After notifying my editors, I started gathering some info on this man. The guy from the Corps had said the man's daughter was the tax collector in town. Folks at the town hall willingly gave me her home phone number and assured me that she would want others to know about him -- who he was, what he did for the town, and what he meant to the family.

So what do you say to a total stranger who's just lost her father without having had a chance to say goodbye? How could I be so damned insensitive as to just call her up and start ferreting details about her dad's life?

I didn't like this idea -- at all. There was something invasive about it, and I felt dirty. I envisioned myself as one of those detestable TV reporters who sticks a microphone in a grieving mother's face, asking coldly and bluntly "How do you feel about your child's death?"

The tension in my chest as I punched in the phone number on my keypad was palpable. After three rings that seemed to be spaced a half-hour apart, a woman answered.

"... ... ... Hello?"

Her voice was soft and quivering. And I started hating myself for what I was about to do. I stammered at first, but finally spit out the words as gently as I could.

"I... I'm looking for Kathy..." I said.

"Speaking..." she quietly replied. Even in that one word her voice had a mournful tone that was meshed with confusion -- as if she didn't recognize the caller, but figured it was someone wishing to offer condolences.

I gave her my name and told her which paper I was with, adding "I'm so sorry for your loss..."

Supplied information:

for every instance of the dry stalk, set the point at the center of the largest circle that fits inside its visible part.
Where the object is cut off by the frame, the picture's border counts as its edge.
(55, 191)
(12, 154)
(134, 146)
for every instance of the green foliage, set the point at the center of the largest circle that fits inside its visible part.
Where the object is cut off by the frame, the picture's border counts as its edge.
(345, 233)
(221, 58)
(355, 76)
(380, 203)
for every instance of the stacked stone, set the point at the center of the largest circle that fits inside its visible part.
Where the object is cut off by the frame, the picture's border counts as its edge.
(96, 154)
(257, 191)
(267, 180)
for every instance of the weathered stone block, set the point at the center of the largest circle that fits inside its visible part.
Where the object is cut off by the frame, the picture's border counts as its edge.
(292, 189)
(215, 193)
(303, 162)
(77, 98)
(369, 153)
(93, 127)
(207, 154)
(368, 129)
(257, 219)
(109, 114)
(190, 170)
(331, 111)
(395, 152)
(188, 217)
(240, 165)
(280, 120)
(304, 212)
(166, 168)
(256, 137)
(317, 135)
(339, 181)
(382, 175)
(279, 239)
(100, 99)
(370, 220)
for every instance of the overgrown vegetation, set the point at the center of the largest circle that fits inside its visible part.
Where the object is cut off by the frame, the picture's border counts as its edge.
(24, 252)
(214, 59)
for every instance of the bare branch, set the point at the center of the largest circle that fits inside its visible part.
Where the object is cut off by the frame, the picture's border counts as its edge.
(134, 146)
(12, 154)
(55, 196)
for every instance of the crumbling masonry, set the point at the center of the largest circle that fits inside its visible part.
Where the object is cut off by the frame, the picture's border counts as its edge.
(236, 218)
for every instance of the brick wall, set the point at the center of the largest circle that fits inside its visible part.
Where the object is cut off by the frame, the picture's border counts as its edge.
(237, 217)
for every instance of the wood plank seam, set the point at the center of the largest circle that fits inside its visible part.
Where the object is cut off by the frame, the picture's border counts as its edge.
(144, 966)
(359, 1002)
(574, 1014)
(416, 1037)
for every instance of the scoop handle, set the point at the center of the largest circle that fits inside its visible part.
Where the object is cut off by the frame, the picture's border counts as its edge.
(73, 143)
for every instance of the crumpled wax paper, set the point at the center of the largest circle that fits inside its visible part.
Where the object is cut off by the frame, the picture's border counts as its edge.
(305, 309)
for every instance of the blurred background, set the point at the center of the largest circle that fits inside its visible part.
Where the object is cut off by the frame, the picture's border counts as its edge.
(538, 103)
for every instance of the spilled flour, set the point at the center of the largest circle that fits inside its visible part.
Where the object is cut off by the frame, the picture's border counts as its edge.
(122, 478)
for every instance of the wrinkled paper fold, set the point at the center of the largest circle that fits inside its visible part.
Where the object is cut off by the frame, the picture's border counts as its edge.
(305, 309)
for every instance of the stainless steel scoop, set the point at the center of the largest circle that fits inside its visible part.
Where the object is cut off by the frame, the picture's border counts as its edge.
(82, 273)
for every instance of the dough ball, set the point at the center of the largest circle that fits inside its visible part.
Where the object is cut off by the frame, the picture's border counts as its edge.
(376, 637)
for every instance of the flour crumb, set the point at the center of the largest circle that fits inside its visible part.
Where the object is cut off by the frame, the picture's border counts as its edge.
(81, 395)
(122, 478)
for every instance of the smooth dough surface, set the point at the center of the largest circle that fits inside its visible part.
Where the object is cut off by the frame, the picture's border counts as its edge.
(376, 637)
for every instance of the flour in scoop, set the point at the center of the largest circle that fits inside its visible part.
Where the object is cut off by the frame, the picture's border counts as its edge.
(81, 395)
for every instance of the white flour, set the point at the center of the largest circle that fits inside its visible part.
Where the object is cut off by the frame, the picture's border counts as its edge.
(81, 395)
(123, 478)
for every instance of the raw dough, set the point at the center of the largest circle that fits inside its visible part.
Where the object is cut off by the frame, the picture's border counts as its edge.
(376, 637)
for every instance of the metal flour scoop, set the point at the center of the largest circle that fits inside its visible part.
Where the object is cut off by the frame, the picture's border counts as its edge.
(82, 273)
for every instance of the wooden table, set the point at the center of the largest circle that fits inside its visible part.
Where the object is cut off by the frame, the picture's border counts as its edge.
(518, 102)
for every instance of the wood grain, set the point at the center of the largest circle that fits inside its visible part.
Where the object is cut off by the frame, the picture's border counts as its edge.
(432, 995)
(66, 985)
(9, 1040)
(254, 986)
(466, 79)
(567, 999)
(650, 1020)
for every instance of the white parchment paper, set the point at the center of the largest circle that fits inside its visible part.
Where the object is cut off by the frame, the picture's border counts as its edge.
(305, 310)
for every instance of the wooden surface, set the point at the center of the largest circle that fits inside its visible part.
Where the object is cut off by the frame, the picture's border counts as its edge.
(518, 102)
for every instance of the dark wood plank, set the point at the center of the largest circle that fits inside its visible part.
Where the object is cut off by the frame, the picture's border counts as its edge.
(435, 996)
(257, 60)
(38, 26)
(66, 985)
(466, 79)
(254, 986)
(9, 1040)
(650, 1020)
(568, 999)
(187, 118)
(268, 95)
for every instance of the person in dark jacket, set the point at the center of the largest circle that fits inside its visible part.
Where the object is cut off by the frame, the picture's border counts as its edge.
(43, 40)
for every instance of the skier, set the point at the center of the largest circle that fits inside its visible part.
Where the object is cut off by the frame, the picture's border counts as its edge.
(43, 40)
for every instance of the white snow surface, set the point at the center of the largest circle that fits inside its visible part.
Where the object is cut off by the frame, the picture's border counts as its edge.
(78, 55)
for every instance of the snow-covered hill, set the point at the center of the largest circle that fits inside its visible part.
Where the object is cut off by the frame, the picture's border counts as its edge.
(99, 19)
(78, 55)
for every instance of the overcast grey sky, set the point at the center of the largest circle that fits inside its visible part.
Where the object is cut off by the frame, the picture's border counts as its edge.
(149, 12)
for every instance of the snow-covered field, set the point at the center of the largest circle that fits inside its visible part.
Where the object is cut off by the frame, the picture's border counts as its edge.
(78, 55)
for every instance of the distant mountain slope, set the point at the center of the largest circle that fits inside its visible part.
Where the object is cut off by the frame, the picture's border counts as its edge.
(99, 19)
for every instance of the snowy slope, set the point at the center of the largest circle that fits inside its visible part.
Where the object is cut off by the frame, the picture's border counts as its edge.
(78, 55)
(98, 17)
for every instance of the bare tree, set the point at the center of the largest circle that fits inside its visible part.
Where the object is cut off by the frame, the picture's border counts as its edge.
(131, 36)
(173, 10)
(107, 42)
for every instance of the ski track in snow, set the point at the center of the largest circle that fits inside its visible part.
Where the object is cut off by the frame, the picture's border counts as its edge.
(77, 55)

Problems to solve:
1. Revise the stretch from "I didn't like" through "to offer condolences." in the passage about the phone call, putting "handset" in place of "keypad".
2. In the passage about the phone call, how many rings came before a woman answered?
Draw only on the passage about the phone call.

Responses in order:
1.
I didn't like this idea -- at all. There was something invasive about it, and I felt dirty. I envisioned myself as one of those detestable TV reporters who sticks a microphone in a grieving mother's face, asking coldly and bluntly "How do you feel about your child's death?"

The tension in my chest as I punched in the phone number on my handset was palpable. After three rings that seemed to be spaced a half-hour apart, a woman answered.

"... ... ... Hello?"

Her voice was soft and quivering. And I started hating myself for what I was about to do. I stammered at first, but finally spit out the words as gently as I could.

"I... I'm looking for Kathy..." I said.

"Speaking..." she quietly replied. Even in that one word her voice had a mournful tone that was meshed with confusion -- as if she didn't recognize the caller, but figured it was someone wishing to offer condolences.

2. Three rings.